Ad network mediation in theory

Let’s briefly answer what is ad mediation. Imagine an app that monetizes by showing ads to users. In the ad tech jargon, this is called “selling users’ traffic [to some advertisers].” Advertisers, aka buyers, represent the demand side of the market while app publishers, aka sellers, represent the supply side. To simplify, we will imagine a single ad space represented as a 320×50 banner ad unit on an arbitrary user’s device screen.

The banner view is instantiated by an Ad Network SDK, which is a native library shipped as part of the app. Once instantiated, the code makes a request to the ad server of that ad network and, with luck, downloads the ad creative. The key phrase here is “with luck” and “luck” (in this context) in ad tech jargon means “fill rate.” The fill rate is the ratio of ad impressions (an event when the creative has been successfully downloaded and shown to the user) to ad requests or attempts (an event when the call is made to the server to retrieve an ad).

If the fill rate is 100%, it means that every request results in an impression. In reality, it is rare for a single network to reach anything above the 70% fill rate. Usually, it is much lower, sometimes as low as 5% or less. The publisher strives to maximize the fill rate and, thus, the revenue. The reason being, we are paid for impressions, not for showing an empty banner. This is where mediation comes to the rescue.

Instead of one ad network SDK, we integrate several, offering a primary mediation SDK to serve as a dispatcher. In our case, we use MoPub SDK as a mediation platform, and various 3rd party SDKs are connected by providing their implementation of the MPBannerCustomEvent base class. MPBannerCustomEvent specifies the methods which MoPub then knows when and how to call.

MoPub SDK uses dynamic language features to instantiate custom event classes – those of Objective-C and Java. For instance, when MoPub ad server schedules an attempt for the Smaato ad network to request its ad, MoPub SDK receives the name of that custom event class (“SMAMoPubSmaatoBannerAdapter”) in the ad server response and attempts to instantiate that class by its name. If instantiation is successful, the control is passed on. Then, a 3rd party SDK banner adapter (or a custom event in MoPub terms) allows the ad network SDK to make a call to its ad server, instantiate a banner, show an ad, track impression/click events, etc.

The most important feature of this setup, however, is the failover. In case the ad network SDK fails to load an ad (experiences a no-fill), it calls a delegate method to notify MoPub SDK, and MoPub SDK then asks the server who it should instantiate next. And the dance repeats. This is how the ball is passed to the next ad network until one successfully shows an ad. After the successful impression, the ad banner refresh interval elapses, and MoPub SDK makes another request to its ad server to receive the next custom event class name.

[Dataset section]
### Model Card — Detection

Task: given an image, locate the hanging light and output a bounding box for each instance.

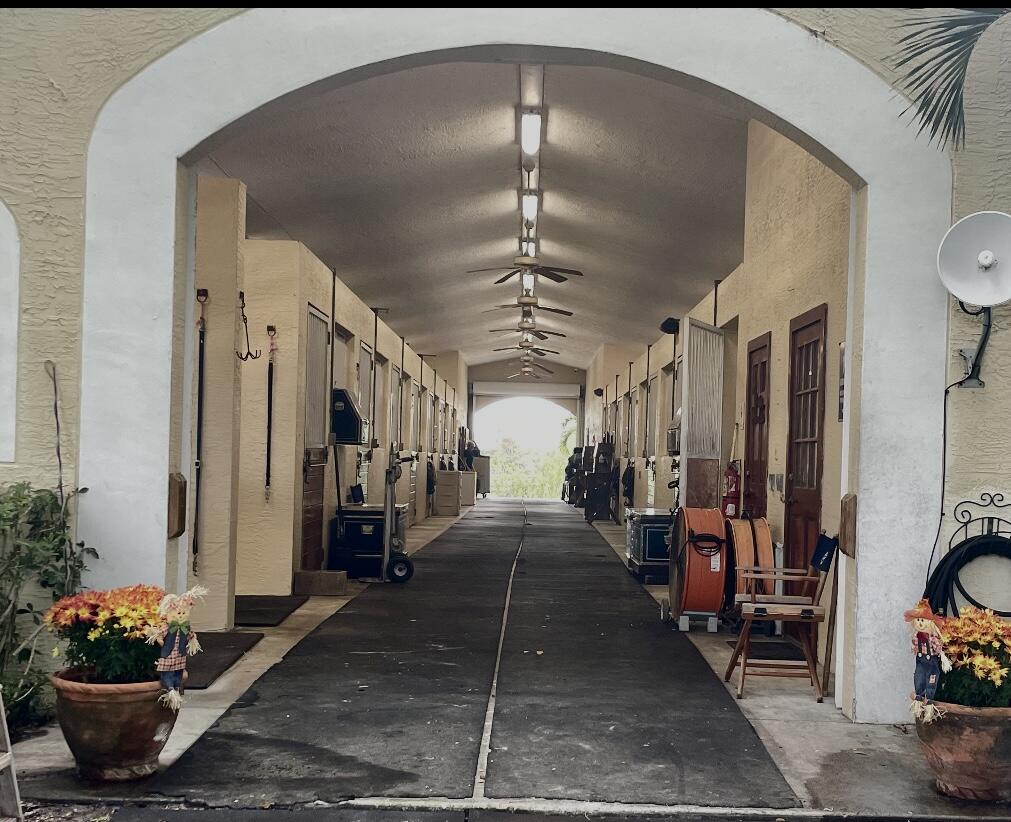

[Task to carry out] Pick up the article on ad network mediation after its final sentence and continue writing it.

[Task output]
The order of traversing a list of ad network adapters is ruled by the priorities and CPMs of ad sources set up for this particular ad unit on the MoPub ad server. This list is called the waterfall.

Here is a sequence diagram to illustrate the waterfall traversal:

Ad Mediation in Practice

To enable ad mediation in an app with MoPub, follow three basic steps:

• integrate MoPub SDK 
• ship 3rd party ad network SDKs together with your app binary
• ship MoPub adapters for these SDKs (custom event classes)

MoPub SDK integration is fairly straightforward.

To make life easier, we decided to package ad network SDKs together with corresponding adapters, forming a custom CocoaPods package (Pod). The package is described using a metadata file called Podspec. Podpsecs are hosted in the global package repository on Github, where you can set up a local Spec repo and host your specs to use within the company. This is how we distribute shared dependencies across several apps.

The Podspec format allows splitting package metadata into Subspecs. Subspecs can reference other Subspecs as dependencies, and this builds a dependency tree.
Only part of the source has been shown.